◆ **Given instruction**: Rescale the data from the line containing "Query: printed paper with ui mockup" through the end of the data, inclusive. Write those lines out again, keeping the lines that begin with "Query:" unchanged, and multiply every pixel coordinate by 2, rounding to whole numbers with halves rounded up.

◆ **Data shown**:
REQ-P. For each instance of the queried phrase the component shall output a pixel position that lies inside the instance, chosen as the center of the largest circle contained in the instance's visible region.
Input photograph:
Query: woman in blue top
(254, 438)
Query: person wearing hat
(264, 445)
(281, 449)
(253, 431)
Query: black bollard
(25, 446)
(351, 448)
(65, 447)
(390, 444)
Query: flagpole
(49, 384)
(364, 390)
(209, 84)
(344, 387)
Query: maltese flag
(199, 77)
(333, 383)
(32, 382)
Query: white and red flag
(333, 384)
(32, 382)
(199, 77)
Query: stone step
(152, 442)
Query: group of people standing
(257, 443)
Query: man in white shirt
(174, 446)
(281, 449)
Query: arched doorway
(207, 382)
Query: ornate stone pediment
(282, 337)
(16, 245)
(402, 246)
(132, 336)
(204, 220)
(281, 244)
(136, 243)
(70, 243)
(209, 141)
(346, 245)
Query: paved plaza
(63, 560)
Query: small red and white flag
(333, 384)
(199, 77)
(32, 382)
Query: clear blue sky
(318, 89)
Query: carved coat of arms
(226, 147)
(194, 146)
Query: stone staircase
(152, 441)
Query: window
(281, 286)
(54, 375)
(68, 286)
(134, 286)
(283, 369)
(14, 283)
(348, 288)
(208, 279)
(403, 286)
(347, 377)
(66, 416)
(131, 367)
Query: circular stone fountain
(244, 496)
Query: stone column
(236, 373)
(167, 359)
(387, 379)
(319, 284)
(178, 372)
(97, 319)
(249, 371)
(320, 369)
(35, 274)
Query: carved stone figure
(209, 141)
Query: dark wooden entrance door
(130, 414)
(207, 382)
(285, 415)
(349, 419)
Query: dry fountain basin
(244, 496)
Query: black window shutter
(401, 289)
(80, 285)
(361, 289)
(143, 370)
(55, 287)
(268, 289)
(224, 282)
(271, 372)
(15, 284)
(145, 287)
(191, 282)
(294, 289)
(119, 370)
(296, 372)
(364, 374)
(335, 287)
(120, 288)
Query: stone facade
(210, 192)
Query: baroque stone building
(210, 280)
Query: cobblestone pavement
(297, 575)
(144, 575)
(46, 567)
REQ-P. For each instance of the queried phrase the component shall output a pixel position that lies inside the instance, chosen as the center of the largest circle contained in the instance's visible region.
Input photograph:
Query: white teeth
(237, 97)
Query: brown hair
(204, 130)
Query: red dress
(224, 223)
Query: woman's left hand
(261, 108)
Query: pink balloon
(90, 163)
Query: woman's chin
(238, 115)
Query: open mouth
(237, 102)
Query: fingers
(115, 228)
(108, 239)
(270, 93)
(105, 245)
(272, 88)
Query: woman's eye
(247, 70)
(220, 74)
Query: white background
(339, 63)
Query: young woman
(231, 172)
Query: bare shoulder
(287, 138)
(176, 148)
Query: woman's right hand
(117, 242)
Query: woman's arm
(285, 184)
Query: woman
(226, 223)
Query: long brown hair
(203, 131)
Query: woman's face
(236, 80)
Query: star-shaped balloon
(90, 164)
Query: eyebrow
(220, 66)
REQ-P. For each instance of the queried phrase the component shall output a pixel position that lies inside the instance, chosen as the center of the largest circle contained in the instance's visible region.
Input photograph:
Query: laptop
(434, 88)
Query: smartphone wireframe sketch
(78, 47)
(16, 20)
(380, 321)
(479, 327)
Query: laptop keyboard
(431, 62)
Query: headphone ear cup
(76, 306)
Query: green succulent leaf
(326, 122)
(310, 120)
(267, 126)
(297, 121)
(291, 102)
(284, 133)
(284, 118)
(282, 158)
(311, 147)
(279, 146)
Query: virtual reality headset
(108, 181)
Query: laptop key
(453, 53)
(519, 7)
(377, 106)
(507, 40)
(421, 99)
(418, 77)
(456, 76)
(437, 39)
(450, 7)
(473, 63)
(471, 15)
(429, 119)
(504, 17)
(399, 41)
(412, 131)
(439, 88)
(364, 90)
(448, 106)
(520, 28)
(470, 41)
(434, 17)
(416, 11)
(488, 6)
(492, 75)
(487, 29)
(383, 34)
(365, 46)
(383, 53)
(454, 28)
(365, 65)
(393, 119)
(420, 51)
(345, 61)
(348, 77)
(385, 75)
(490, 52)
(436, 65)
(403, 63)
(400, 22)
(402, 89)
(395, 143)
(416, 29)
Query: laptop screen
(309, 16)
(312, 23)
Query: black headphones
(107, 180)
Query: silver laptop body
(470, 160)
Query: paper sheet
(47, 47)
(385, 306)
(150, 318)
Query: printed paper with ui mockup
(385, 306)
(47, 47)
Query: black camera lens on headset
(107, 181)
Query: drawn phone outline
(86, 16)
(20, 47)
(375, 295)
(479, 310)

◆ **Answer for the task**:
Query: printed paper with ui mockup
(770, 612)
(94, 94)
Query: black camera lens on headset
(214, 362)
Query: drawn phone outline
(172, 32)
(40, 94)
(750, 590)
(958, 620)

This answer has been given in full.